By Tom Fairless
FRANKFURT--The European Central Bank is more likely to extend its EUR80 billion-a-month bond-purchase program next month following Donald Trump's unexpected victory in U.S. elections, analysts said.
ECB policy makers are expected to decide on the future of their EUR1.7 trillion ($1.88 trillion) quantitative-easing program at a policy meeting on Dec. 8. The program is currently scheduled to end in March.
Financial-market uncertainty resulting from Mr. Trump's victory gives ECB President Mario Draghi "another argument to do what he wants to do anyway, [which is to] prolong the full QE program by up to six months at the December meeting," said HolgerSchmieding, an economist a Berenberg Bank in London.
Benoît Coeuré, who sits on the ECB's six-member executive board, said Wednesday that the central bank would "continue to support the recovery of the euro area in an uncertain international climate."
The ECB's current policies remain "appropriate, and will continue to be appropriate until inflation is firmly back on track and heading toward 2%," Mr. Coeuré wrote, in an op-ed published on the ECB's website.
Some ECB policy makers, notably Bundesbank President Jens Weidmann, have indicated they are skeptical of extending the QE program again, citing possible risks and side effects for the eurozone's EUR10 trillion economy.

****************************************

▸ EXERCISE 1:
Answer these questions about the article on the ECB's bond-purchase program:
(a) On what date is the ECB policy meeting set?
(b) How much does the program buy each month?
(c) How large is the eurozone's economy, according to the article?
▸ EXERCISE 2: Return the part of the article on the ECB's bond-purchase program from "By Tom Fairless" to "elections, analysts said.", copied word for word.
▸ EXERCISE 3: Take the article on the ECB's bond-purchase program further, picking up right after its last sentence.
You won't need the listing that comes next.

▸ ITEMS:
****************************************

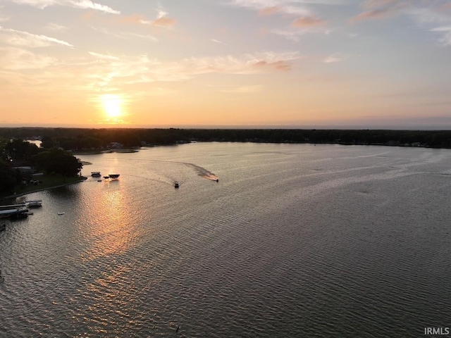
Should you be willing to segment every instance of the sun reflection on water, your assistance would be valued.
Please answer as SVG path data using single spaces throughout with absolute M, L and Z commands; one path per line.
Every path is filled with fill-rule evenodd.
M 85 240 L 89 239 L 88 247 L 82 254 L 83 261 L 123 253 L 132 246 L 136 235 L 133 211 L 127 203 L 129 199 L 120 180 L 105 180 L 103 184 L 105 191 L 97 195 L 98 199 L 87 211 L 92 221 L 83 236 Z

****************************************

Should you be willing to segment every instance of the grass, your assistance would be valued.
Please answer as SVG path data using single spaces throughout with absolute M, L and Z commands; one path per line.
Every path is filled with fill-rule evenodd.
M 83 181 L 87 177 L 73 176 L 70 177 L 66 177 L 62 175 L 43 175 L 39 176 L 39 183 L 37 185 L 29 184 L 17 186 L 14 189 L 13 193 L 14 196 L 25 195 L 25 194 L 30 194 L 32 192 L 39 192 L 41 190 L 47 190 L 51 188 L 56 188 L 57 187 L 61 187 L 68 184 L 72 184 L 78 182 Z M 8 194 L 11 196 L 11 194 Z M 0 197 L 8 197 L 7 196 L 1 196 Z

****************************************

▸ EXERCISE ANSWER 1:
(a) Dec. 8
(b) EUR80 billion
(c) EUR10 trillion

▸ EXERCISE ANSWER 2:
By Tom Fairless
FRANKFURT--The European Central Bank is more likely to extend its EUR80 billion-a-month bond-purchase program next month following Donald Trump's unexpected victory in U.S. elections, analysts said.

▸ EXERCISE ANSWER 3:
However, the landmark U.S. election result could tilt the debate toward those in favor of fresh stimulus, analysts said. The ECB has stressed it is monitoring financial-market conditions and is ready to act again, using all the tools at its disposal, ifit risks missing its inflation target.
Mr. Coeure stressed that the side effects of the ECB's policy measures "are at present limited and give us no reason to question their relevance."
While low interest rates are curbing banks' profits, the overall impact of ECB policies on banks "is, for the time being, positive," he said.
If emerging-market currencies were to weaken against the euro, then "the ECB may well ease even more [than investors expect] because of the related tightening in financial conditions," said Frederik Ducrozet, an economist at Banque Pictet & Cie SA in Geneva.
"The ECB is likely to err on the side of caution" in December by announcing a six-month extension of QE at the current pace of EUR80 billion a month, Mr. Ducrozet said.
Policy makers are also expected to decide next month on changes to the design of QE, to ensure the ECB doesn't run out of bonds to buy. Any financial-market stress could strengthen the case for "market-friendly options," such as deviating from buying bonds according to the size of each eurozone economy, Mr. Ducrozet said.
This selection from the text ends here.